▶ [Information given]:
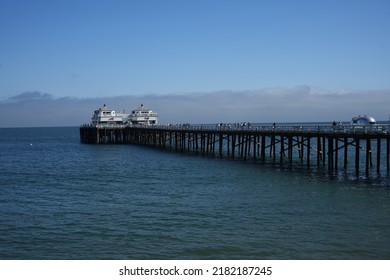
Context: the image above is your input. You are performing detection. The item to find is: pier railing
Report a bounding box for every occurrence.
[82,124,390,134]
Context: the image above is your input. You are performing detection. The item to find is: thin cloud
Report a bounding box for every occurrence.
[0,86,390,127]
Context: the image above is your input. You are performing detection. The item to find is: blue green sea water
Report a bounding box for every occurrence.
[0,127,390,260]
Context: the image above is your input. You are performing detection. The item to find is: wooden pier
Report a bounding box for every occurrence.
[80,125,390,176]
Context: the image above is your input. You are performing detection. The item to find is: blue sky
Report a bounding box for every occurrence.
[0,0,390,125]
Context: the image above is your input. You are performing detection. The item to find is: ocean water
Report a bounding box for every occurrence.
[0,127,390,259]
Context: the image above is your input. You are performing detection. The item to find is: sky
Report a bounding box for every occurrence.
[0,0,390,127]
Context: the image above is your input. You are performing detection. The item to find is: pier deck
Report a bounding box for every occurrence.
[80,125,390,176]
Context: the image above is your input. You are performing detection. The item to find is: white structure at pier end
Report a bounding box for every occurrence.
[129,104,158,125]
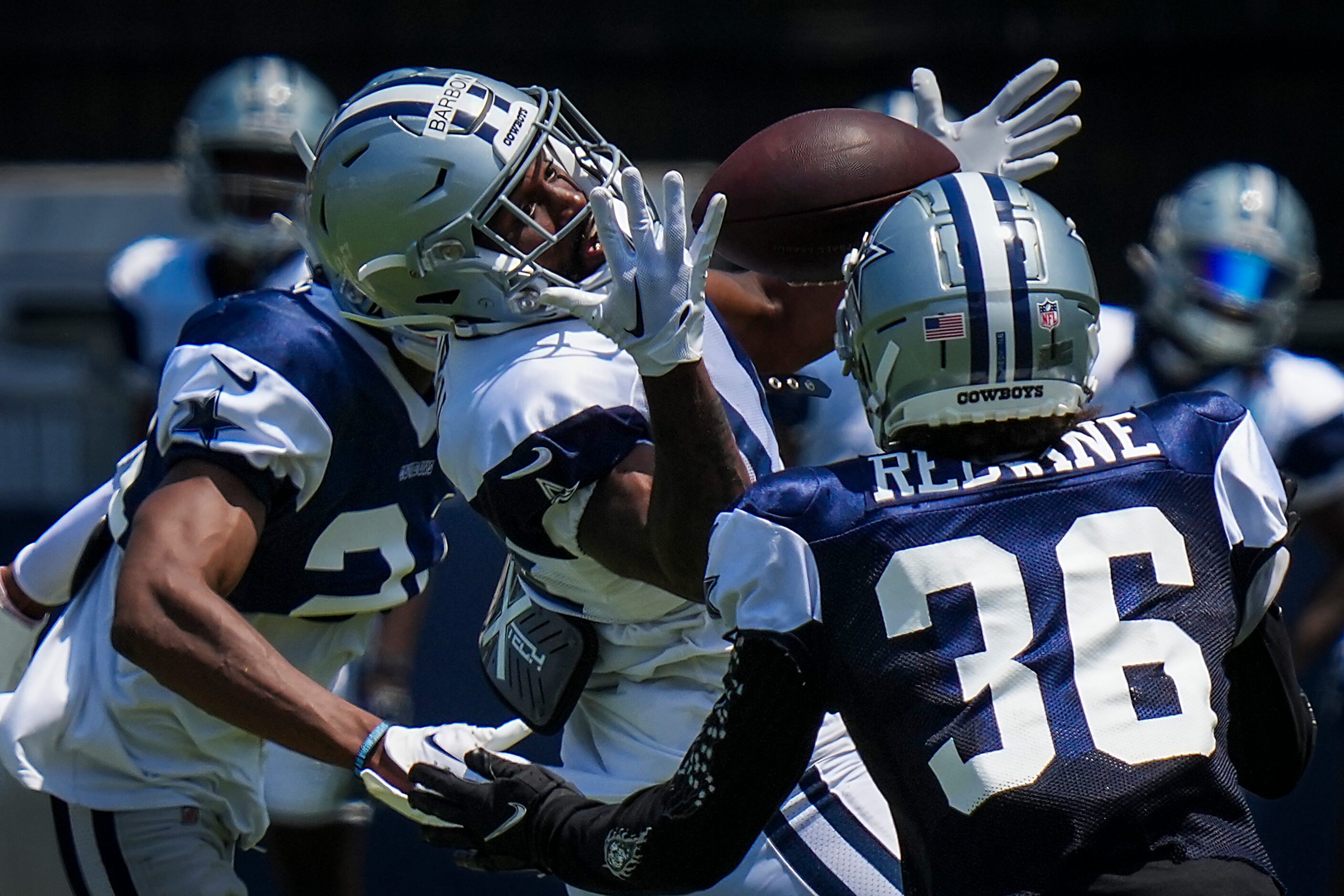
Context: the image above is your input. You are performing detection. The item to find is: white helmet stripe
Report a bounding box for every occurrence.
[953,172,1018,383]
[331,84,443,127]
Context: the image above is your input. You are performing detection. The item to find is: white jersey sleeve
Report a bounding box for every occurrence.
[13,479,113,607]
[153,343,332,508]
[704,508,821,631]
[1214,414,1289,642]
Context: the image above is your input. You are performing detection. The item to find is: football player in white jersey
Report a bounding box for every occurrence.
[770,59,1082,466]
[306,69,1081,893]
[1097,163,1344,662]
[0,275,524,896]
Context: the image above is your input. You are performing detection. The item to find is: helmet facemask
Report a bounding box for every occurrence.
[1130,164,1320,375]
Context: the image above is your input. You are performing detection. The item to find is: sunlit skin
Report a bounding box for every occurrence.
[489,153,843,376]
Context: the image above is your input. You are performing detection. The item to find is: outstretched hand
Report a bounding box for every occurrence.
[539,168,727,376]
[910,59,1082,181]
[410,750,583,871]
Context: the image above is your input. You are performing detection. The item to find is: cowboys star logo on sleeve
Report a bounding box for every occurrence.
[1036,298,1059,329]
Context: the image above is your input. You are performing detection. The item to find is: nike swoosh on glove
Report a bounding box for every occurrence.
[537,168,728,376]
[910,59,1082,183]
[411,750,590,872]
[359,719,532,825]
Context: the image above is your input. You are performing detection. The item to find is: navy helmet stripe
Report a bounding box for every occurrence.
[476,121,499,144]
[765,813,855,896]
[704,301,774,426]
[317,102,433,152]
[985,175,1034,380]
[798,766,902,889]
[719,395,771,479]
[938,175,989,385]
[90,809,138,896]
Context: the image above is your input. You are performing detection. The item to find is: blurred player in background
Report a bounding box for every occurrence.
[770,59,1079,466]
[0,270,524,896]
[411,173,1312,896]
[306,63,1077,895]
[1097,164,1344,664]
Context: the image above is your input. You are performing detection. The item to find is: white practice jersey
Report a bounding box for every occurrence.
[107,237,308,374]
[0,288,448,845]
[790,352,878,466]
[438,314,782,798]
[1094,306,1344,509]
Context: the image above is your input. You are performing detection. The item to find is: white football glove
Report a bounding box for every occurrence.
[910,59,1082,181]
[359,719,532,827]
[539,168,728,376]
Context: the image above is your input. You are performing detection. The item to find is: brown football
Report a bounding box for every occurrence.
[691,109,958,283]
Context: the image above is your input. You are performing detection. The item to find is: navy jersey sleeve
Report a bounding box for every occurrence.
[471,406,649,559]
[152,290,355,516]
[494,633,822,893]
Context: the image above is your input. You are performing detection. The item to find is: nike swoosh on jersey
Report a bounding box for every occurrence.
[485,801,527,842]
[500,448,551,479]
[425,733,466,764]
[625,281,644,339]
[210,354,257,392]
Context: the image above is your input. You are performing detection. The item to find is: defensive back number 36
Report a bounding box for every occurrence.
[876,506,1218,814]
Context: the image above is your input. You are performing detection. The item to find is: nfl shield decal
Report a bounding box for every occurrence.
[1036,298,1059,329]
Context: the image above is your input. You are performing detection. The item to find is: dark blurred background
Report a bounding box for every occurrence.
[0,0,1344,893]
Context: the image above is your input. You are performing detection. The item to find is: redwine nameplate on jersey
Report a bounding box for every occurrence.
[871,411,1163,504]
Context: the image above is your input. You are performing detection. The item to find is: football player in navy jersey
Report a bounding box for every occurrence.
[0,275,525,896]
[1097,163,1344,664]
[306,69,1067,896]
[107,56,336,381]
[411,173,1313,896]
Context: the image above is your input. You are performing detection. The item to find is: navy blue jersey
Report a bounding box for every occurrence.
[707,394,1286,893]
[109,288,448,616]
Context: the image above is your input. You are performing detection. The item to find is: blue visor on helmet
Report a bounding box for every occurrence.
[1186,249,1293,302]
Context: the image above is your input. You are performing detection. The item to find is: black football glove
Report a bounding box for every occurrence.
[410,750,588,872]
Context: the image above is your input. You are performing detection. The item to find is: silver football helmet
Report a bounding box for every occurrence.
[305,69,628,336]
[175,56,336,262]
[1129,163,1320,367]
[836,173,1101,448]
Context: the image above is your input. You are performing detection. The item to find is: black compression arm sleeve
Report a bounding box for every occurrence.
[536,623,824,893]
[1223,604,1316,799]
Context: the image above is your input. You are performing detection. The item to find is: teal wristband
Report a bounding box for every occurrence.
[355,721,392,775]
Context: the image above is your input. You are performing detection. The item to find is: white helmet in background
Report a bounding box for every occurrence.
[305,69,628,336]
[1129,163,1320,367]
[175,56,336,263]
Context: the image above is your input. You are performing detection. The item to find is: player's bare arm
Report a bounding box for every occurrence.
[543,168,750,601]
[0,565,47,622]
[112,459,407,786]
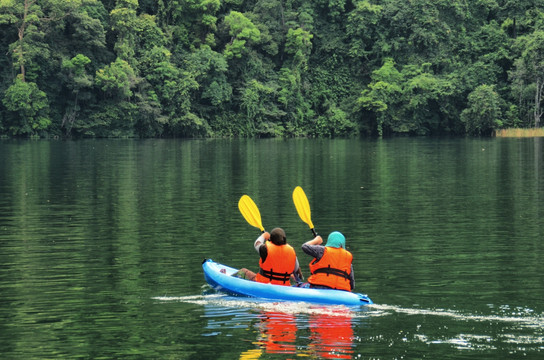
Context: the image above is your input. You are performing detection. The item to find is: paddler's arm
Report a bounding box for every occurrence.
[293,258,304,283]
[253,231,270,252]
[302,235,325,260]
[253,232,270,262]
[349,265,355,291]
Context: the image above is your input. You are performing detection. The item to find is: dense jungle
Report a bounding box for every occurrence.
[0,0,544,138]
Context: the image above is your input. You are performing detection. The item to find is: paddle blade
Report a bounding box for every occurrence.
[293,186,314,229]
[238,195,264,232]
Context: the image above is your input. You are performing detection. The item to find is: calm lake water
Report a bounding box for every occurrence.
[0,138,544,359]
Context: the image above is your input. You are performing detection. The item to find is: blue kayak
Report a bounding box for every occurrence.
[202,259,373,305]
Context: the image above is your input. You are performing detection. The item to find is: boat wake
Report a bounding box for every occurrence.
[153,294,364,317]
[153,293,544,329]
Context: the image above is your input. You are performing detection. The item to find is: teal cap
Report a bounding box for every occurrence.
[325,231,346,249]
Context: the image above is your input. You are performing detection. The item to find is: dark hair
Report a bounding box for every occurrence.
[270,228,287,245]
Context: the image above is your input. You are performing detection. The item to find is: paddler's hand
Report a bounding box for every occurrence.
[304,235,323,245]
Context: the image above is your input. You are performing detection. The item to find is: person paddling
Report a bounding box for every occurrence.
[302,231,355,291]
[233,228,303,286]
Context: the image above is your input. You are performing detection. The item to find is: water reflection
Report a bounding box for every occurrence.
[240,305,360,360]
[309,313,353,359]
[257,311,297,354]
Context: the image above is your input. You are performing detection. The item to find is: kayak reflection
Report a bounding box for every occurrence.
[309,314,353,359]
[240,310,354,360]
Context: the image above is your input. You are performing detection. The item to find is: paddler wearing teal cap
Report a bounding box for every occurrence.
[302,231,355,291]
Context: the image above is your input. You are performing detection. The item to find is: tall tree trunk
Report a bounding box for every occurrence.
[18,0,36,82]
[534,77,544,128]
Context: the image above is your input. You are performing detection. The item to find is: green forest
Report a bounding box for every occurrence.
[0,0,544,138]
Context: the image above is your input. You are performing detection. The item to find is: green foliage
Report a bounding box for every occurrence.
[461,85,502,135]
[0,0,544,137]
[224,11,261,59]
[2,78,51,135]
[95,58,136,99]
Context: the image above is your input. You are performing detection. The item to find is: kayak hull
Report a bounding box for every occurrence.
[202,259,373,306]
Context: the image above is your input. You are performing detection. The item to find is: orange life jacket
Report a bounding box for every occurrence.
[255,241,297,286]
[308,247,353,291]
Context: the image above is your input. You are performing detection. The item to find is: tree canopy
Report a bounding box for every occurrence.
[0,0,544,138]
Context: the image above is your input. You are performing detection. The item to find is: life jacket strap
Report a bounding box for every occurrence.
[313,265,349,280]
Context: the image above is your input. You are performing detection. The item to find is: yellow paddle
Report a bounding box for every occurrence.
[293,186,317,236]
[238,195,264,232]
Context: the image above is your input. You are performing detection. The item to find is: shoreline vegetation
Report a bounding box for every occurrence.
[495,128,544,138]
[0,0,544,139]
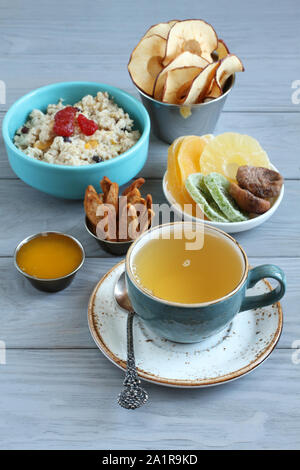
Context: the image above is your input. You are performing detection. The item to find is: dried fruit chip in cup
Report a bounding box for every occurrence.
[144,20,177,39]
[200,132,270,182]
[153,51,208,100]
[183,62,219,104]
[236,165,283,198]
[215,39,230,60]
[128,35,166,96]
[216,54,244,89]
[163,20,218,66]
[204,173,248,222]
[185,173,229,222]
[162,67,201,104]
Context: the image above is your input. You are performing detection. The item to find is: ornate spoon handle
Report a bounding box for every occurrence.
[118,312,148,410]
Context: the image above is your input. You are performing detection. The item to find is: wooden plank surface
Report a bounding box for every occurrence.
[0,0,300,449]
[0,55,300,113]
[0,257,300,348]
[0,179,300,258]
[0,349,300,450]
[0,111,300,179]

▶ [Exercise prompt]: Give the records from the start through the line containing "[0,86,390,127]", inclusive, as a two-column CSV with the columns instruction and response, one row per record. Quote each field, replace line breaks with spaces, and omit the pictures.

▶ [Finished task]:
instruction,response
"Context: the image above is your input. You are performing detection. The item to find is: pier railing Report a bounding box for every occurrence.","[82,124,390,134]"
"Context: the image above is your input. You are performing detection. The item to find is: thin cloud Report a bounding box for every occurrence.","[0,86,390,127]"